PROBLEM TO WORK ON » Copy every record below exactly as it appears.

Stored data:
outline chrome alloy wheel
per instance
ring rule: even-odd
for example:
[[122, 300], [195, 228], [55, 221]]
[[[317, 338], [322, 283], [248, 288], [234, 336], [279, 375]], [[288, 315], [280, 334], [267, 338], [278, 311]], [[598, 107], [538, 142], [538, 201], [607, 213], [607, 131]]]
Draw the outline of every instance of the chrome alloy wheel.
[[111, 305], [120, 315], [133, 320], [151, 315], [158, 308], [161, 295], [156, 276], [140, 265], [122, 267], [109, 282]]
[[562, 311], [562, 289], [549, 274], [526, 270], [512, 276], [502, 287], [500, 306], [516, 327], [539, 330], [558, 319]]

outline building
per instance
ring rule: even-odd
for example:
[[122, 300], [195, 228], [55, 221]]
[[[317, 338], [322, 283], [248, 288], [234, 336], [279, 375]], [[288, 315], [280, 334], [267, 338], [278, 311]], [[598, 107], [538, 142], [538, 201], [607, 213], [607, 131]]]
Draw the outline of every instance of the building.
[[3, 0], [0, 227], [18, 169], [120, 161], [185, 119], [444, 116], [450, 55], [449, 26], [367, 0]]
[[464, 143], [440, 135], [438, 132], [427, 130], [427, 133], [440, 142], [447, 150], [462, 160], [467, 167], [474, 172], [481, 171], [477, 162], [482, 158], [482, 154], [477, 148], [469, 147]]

ANSWER TO THIS PROBLEM »
outline chrome alloy wheel
per instance
ring rule: even-odd
for example:
[[122, 300], [195, 228], [55, 221]]
[[[317, 338], [322, 283], [248, 288], [234, 336], [279, 375]], [[288, 315], [280, 334], [267, 338], [278, 311]], [[598, 107], [538, 142], [538, 201], [607, 213], [607, 131]]]
Draw the outline of every instance of the chrome alloy wheel.
[[111, 305], [120, 315], [133, 320], [151, 315], [158, 308], [161, 295], [156, 276], [140, 265], [122, 267], [109, 282]]
[[562, 311], [562, 289], [549, 274], [526, 270], [512, 276], [502, 287], [500, 306], [516, 327], [539, 330], [558, 319]]

outline building
per instance
ring rule: even-odd
for example:
[[122, 300], [195, 228], [55, 221]]
[[[317, 338], [322, 283], [248, 288], [234, 336], [279, 375]], [[288, 315], [280, 334], [267, 338], [278, 311]], [[598, 107], [538, 142], [538, 201], [607, 213], [607, 131]]]
Draw the outline of every instance of the building.
[[3, 0], [0, 227], [18, 169], [120, 161], [185, 119], [444, 116], [450, 55], [449, 26], [367, 0]]
[[464, 143], [440, 135], [438, 132], [427, 130], [427, 133], [440, 142], [447, 150], [462, 160], [467, 167], [474, 172], [481, 171], [477, 162], [482, 158], [482, 154], [477, 148], [469, 147]]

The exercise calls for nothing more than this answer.